>> begin RECORDS SHOWN
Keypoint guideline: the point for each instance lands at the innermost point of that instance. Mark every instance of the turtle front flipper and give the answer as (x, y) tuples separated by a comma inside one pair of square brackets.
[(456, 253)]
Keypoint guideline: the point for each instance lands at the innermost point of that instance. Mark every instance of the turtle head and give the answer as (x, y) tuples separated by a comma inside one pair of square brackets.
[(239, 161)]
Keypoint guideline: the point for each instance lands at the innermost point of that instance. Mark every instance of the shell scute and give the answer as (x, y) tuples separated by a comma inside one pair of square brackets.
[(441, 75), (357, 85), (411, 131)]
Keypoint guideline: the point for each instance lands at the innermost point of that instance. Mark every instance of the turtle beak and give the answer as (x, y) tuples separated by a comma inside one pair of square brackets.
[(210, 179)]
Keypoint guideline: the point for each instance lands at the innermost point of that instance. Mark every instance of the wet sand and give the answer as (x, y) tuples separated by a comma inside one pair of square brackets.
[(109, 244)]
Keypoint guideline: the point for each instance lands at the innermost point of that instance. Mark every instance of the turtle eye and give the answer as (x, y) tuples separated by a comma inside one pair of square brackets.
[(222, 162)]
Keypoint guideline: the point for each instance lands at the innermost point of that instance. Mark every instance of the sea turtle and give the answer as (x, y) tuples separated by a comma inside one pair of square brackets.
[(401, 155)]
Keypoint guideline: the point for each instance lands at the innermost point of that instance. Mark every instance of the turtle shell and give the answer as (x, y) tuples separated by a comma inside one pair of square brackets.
>> end RECORDS SHOWN
▶ _TASK_
Reproduce every line of the data above without any alteration.

▶ _OUTPUT_
Keypoint guideline: the point for each instance lands at the innermost point of that instance. Mark every instance of the turtle front flipper and give the answer as (x, y) tuples separated by a comma inside one pair of square brackets.
[(456, 253)]
Keypoint guideline: the point for each instance lands at the innermost point of that instance. Mark every instance of the turtle head and give the answer as (x, y) tuples separated by a comma inside one pair of square brackets.
[(239, 161)]
Keypoint guideline: the point for each instance lands at the innermost point of that instance. Mark every instance of the shell scute and give the answer as (x, y) tuples separated by a comma inside one pair of square brackets.
[(441, 75), (357, 85), (411, 131)]
Keypoint guideline: the point for each instance lands at the innermost point of that instance. Mark every instance of the turtle beak and give the answer as (x, y) tuples separated by a comma inside one pair of square brackets.
[(210, 179)]
Keypoint guideline: the point for each instance lands at the innermost point of that instance. Mark every instance of the wet sand and give the answer as (x, y) tuples separated by a comma inside one pair of square brackets.
[(109, 244)]
Keypoint guideline: the point for each instance lands at the innermost point of that instance. Mark every instance of the turtle eye and give the answer as (x, y) tuples separated by a comma inside one pair of square brackets.
[(222, 162)]
Keypoint guideline: the point for each instance lands at the innermost point of that instance. Mark every instance of the sea turtle and give the answer as (x, y) tuples separated by a comma inside one pair of square brackets.
[(401, 155)]
Keypoint guideline: the point for each instance lands at the innermost point of that instance. Mark every instance of the turtle shell and give the answer as (x, y) tuples separated by a comma inside one pair of square brackets.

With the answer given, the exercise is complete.